Task details —
In the forum thread below about a profile picture, explain in one to three sentences why Volcanic Canine asks for one to be made.

Given text —

>> begin

# Need a Profile Pic



## Volcanic Canine (Sep 9, 2017)

I need a Profile Picture made b/c i'm new here. Maybe a Canine that is black and red themed. Thx


----------



## Austin Silver (Sep 9, 2017)

Volcanic Canine said:


> I need a Profile Picture made b/c i'm new here. Maybe a Canine that is black and red themed. Thx


Can you be more specific??


----------



## Austin Silver (Sep 9, 2017)

How's something sort of like this?


----------



## Volcanic Canine (Sep 10, 2017)

That's a good start. Thx


----------



## redhusky (Sep 10, 2017)

Good news! I'm open for commissions!
forums.furaffinity.net: Commission (Selling): - Redhusky - Digital Comissions


----------



## Austin Silver (Sep 10, 2017)

V2


----------



## WolfoxeCrevan (Sep 10, 2017)

Heya! I can do something kawaii for free! Here's a few examples,
www.furaffinity.net: Here ya go, Dari by WolfoxeCrevan
www.furaffinity.net: Art for @Bedlams by WolfoxeCrevan
www.furaffinity.net: art for SveltColt by WolfoxeCrevan
And so much more! What do you think?


----------



## Volcanic Canine (Sep 10, 2017)

is there any furry artists that make profile pics for free. With shading and full color?


----------



## Austin Silver (Sep 10, 2017)

Volcanic Canine said:


> is there any furry artists that make profile pics for free. With shading and full color?


I would be very surprised


----------



## redhusky (Sep 10, 2017)

WolfoxeCrevan said:


> Heya! I can do something kawaii for free! Here's a few examples,
> www.furaffinity.net: Here ya go, Dari by WolfoxeCrevan
> www.furaffinity.net: Art for @Bedlams by WolfoxeCrevan
> www.furaffinity.net: art for SveltColt by WolfoxeCrevan
> And so much more! What do you think?


Your style is darling!


----------

>> end

Stored records —

>> begin

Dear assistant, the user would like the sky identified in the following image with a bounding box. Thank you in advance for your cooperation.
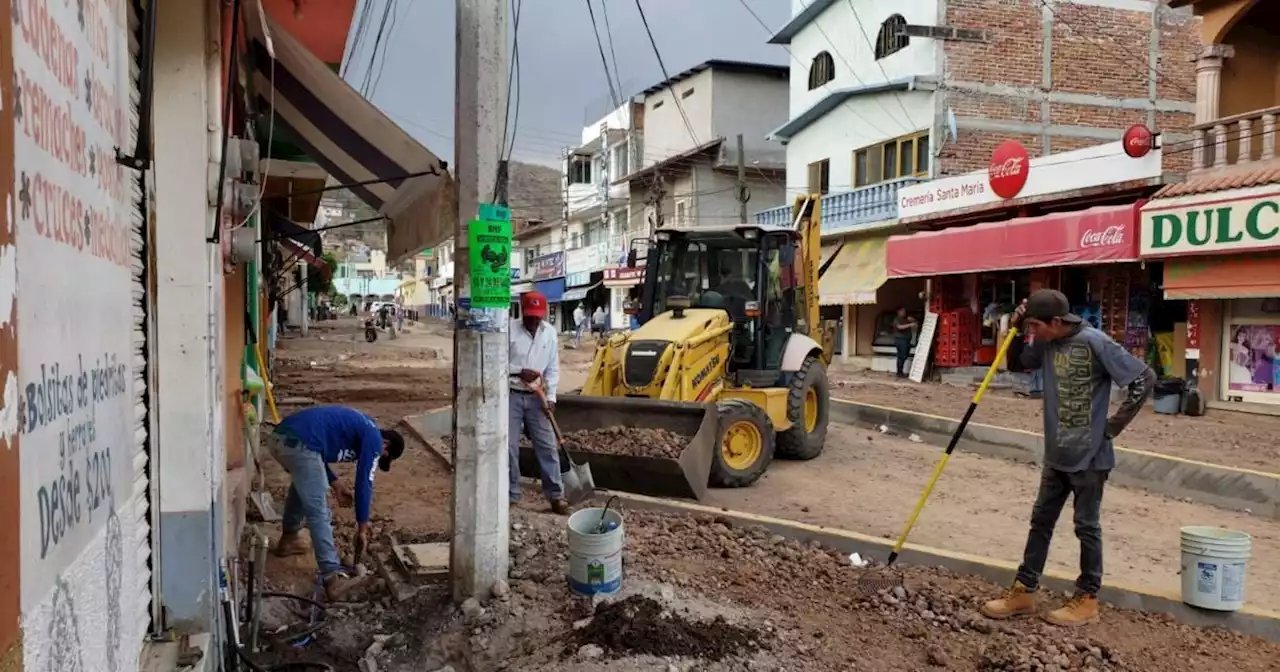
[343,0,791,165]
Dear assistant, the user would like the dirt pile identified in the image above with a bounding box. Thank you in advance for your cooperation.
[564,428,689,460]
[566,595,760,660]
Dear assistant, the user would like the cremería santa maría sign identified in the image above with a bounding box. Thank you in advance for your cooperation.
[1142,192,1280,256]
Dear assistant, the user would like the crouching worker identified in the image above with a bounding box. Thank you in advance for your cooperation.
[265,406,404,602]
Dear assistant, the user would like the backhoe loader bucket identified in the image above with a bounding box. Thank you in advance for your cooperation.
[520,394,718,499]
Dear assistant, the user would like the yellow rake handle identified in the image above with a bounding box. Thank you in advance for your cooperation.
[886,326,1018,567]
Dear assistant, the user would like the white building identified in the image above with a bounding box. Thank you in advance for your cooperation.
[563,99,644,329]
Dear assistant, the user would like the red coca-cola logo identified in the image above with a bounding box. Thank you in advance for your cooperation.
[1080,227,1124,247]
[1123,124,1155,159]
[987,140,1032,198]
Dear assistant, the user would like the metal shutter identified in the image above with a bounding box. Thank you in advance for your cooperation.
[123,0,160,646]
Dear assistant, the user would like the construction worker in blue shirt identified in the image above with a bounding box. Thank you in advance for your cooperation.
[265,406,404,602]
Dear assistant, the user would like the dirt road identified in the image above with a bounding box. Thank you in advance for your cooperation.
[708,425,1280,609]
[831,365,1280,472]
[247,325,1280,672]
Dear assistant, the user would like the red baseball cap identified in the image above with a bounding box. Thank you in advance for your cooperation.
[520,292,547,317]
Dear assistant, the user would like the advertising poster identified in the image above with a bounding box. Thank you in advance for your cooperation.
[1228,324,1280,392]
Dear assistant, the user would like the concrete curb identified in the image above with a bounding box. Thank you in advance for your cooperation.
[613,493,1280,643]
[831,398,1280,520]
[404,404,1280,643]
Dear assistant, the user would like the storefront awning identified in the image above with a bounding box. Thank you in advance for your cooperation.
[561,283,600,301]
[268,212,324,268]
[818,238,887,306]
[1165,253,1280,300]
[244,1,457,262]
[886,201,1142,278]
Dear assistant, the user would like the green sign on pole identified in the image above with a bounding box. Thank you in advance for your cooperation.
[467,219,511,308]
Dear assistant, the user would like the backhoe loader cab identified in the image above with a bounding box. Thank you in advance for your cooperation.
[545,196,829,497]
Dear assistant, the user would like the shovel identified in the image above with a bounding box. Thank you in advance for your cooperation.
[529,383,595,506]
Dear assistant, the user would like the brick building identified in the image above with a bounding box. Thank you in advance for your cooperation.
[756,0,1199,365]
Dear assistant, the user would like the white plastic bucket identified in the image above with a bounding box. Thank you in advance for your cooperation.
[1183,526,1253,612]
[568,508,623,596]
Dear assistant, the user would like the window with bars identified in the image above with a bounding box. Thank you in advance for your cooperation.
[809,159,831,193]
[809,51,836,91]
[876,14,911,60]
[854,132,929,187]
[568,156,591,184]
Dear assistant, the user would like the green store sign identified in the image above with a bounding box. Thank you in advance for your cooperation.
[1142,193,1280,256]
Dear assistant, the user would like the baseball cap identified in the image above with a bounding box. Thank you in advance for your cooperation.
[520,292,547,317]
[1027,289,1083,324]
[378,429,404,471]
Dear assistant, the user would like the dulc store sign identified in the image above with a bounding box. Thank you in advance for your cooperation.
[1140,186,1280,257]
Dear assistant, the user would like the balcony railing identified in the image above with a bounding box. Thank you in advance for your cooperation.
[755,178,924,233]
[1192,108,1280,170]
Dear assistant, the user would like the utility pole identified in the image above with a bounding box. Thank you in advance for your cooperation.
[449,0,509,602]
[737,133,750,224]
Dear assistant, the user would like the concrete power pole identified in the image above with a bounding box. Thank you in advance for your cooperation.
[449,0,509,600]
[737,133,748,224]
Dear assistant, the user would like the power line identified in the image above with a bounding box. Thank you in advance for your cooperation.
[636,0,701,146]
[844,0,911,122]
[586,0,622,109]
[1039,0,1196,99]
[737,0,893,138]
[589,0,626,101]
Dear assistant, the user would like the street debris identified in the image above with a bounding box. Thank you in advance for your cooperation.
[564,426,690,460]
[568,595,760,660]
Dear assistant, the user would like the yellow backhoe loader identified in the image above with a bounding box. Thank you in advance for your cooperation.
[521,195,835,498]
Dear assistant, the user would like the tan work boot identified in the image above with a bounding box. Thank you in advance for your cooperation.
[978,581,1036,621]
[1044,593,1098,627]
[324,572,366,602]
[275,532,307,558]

>> end
>> begin

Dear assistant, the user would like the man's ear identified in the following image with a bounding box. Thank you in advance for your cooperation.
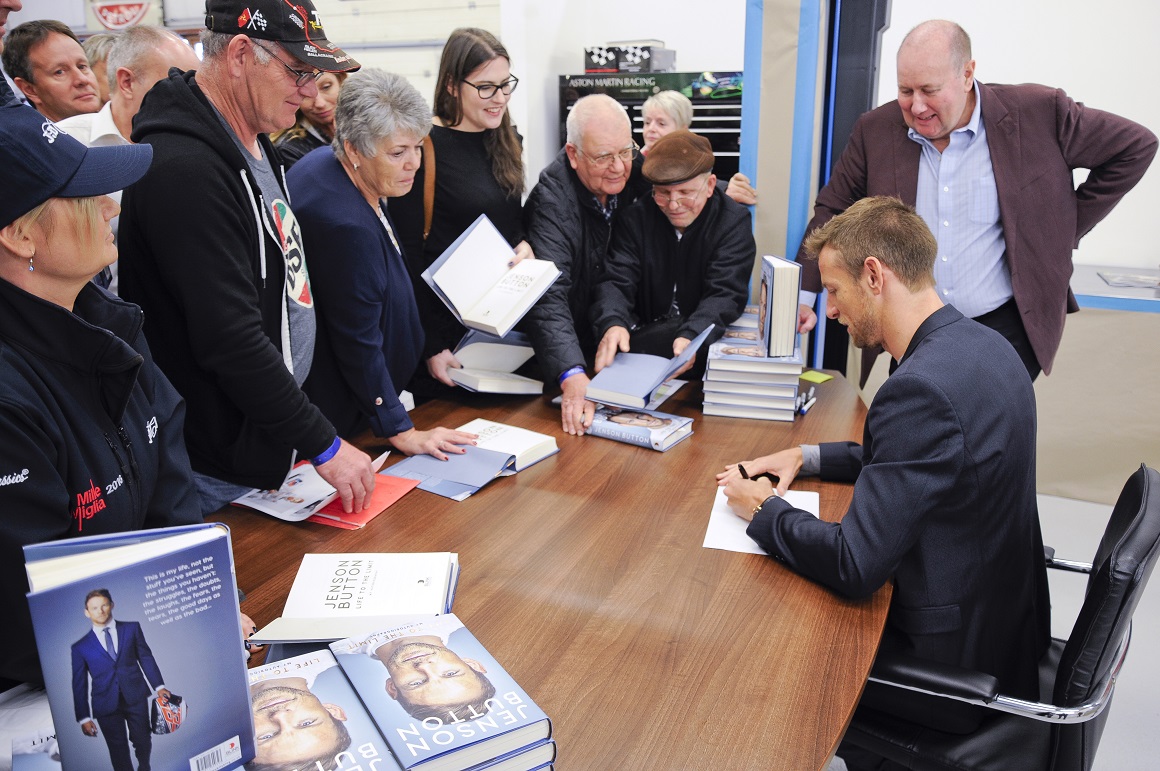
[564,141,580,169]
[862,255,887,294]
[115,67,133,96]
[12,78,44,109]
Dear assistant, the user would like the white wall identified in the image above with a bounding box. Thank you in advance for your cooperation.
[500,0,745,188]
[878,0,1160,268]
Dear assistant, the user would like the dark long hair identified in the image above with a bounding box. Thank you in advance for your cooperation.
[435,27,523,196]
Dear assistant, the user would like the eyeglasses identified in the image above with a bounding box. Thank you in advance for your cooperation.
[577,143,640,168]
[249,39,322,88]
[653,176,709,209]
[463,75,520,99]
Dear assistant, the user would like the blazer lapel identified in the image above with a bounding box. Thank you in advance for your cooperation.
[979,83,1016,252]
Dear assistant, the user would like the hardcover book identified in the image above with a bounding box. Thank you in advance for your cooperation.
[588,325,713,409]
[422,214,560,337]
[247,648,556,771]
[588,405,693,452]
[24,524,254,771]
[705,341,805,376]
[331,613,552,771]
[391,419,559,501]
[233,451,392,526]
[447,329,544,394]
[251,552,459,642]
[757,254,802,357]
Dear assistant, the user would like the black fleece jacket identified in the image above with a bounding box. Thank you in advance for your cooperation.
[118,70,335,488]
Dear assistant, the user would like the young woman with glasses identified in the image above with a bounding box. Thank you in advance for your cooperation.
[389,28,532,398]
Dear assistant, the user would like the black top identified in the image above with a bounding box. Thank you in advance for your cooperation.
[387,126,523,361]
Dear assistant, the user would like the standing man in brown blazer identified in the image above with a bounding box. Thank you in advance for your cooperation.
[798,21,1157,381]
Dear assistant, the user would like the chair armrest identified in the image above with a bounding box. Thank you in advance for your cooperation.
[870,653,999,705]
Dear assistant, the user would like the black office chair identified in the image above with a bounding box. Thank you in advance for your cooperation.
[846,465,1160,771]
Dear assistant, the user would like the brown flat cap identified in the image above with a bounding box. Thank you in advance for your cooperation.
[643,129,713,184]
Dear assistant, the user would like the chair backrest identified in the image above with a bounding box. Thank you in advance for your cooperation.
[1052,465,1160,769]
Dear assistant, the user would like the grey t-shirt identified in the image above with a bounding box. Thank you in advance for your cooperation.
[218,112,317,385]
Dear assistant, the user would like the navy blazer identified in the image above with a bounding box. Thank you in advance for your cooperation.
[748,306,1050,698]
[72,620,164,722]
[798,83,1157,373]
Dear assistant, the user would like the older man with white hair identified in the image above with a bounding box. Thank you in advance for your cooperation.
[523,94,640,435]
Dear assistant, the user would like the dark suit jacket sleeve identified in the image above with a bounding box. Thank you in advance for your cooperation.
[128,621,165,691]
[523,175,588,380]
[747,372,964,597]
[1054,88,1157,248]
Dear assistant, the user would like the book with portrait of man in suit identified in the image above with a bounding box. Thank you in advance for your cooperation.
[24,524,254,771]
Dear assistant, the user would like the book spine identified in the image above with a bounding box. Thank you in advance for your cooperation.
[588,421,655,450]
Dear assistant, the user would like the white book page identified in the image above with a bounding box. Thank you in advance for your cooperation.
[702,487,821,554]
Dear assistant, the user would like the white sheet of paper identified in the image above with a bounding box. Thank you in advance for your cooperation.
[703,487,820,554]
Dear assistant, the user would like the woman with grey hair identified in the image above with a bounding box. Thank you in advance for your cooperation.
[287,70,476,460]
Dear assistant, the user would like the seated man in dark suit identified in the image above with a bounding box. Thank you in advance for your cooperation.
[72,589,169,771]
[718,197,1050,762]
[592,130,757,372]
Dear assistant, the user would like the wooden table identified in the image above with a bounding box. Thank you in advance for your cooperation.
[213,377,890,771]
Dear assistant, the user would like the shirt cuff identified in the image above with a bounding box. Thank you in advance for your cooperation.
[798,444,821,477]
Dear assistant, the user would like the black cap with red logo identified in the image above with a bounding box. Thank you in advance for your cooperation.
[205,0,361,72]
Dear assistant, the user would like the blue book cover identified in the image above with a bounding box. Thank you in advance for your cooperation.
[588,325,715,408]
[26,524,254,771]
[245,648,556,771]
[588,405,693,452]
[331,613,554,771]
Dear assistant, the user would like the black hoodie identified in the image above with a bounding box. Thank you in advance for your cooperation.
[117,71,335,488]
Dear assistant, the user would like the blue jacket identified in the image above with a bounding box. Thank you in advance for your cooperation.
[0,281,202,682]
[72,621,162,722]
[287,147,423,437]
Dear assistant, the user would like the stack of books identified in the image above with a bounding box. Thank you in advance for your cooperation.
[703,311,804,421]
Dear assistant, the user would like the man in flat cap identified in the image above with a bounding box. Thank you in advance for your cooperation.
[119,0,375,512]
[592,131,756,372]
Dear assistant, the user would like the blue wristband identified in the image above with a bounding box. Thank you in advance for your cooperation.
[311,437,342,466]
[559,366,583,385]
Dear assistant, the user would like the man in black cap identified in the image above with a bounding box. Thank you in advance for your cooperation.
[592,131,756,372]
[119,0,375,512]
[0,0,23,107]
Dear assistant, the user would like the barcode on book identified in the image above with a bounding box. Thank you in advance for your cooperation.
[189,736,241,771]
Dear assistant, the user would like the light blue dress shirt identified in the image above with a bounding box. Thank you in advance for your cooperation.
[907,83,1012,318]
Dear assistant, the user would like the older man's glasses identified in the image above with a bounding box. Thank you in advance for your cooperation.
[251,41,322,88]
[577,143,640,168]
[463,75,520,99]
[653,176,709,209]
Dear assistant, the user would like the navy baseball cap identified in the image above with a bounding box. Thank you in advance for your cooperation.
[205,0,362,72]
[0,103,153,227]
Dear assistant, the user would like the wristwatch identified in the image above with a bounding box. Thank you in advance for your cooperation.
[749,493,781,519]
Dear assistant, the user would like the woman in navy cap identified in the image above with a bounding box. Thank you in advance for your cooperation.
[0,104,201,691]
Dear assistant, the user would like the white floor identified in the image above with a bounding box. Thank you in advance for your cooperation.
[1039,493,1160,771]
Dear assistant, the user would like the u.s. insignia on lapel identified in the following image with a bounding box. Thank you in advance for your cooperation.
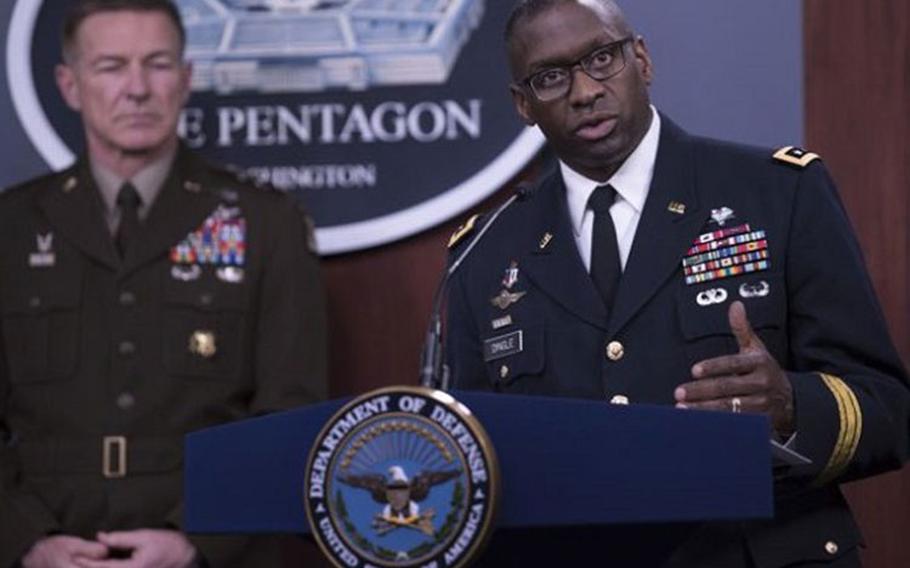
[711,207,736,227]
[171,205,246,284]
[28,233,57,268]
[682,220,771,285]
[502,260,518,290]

>> end
>> begin

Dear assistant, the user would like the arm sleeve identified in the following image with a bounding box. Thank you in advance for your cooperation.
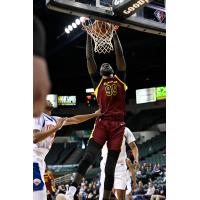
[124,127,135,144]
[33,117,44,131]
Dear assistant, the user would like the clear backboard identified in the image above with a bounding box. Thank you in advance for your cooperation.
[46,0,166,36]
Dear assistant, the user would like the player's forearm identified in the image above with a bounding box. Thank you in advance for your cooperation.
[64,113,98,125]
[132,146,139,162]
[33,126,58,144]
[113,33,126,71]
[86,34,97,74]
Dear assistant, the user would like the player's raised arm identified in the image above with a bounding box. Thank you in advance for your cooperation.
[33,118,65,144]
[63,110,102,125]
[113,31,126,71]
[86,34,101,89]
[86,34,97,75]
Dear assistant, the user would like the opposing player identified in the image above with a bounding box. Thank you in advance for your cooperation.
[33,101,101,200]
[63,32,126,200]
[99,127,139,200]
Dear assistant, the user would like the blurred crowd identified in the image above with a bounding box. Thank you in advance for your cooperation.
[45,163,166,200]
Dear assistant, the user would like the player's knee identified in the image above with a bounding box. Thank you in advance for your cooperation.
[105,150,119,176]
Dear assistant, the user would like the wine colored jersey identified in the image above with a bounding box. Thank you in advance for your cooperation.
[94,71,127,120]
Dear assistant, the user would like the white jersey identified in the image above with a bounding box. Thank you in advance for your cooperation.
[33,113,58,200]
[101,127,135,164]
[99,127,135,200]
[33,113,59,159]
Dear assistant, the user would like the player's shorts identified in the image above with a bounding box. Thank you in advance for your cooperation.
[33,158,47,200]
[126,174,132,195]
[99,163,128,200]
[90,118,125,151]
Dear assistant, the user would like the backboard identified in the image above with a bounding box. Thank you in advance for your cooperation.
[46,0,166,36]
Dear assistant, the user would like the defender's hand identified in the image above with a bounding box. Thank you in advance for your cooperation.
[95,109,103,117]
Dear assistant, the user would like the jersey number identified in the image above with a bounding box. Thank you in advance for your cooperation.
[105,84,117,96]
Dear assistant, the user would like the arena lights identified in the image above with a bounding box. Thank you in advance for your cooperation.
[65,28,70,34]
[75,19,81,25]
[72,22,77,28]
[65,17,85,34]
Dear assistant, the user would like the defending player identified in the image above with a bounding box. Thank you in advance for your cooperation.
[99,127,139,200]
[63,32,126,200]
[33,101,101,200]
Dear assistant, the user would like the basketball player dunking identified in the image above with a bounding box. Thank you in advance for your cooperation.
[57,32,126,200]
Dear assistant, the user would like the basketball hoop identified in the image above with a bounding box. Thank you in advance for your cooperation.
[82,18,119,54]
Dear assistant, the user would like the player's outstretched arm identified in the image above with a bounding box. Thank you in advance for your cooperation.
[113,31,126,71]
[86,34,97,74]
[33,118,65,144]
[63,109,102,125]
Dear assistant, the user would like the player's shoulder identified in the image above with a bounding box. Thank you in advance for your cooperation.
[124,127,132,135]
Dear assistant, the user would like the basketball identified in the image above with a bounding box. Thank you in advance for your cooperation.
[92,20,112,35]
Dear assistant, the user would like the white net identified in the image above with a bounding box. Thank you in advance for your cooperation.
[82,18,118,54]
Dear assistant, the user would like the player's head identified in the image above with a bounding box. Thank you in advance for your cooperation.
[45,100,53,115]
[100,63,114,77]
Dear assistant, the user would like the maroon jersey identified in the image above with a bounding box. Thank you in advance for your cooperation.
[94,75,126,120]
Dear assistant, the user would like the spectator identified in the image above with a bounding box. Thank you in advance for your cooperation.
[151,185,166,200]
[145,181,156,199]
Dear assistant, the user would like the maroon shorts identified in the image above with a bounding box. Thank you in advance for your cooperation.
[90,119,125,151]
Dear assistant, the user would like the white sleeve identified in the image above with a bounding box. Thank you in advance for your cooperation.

>> end

Output for this exercise —
Volcanic Canine asks for a profile picture because of being new to the forum. The request suggests a canine with a black and red theme.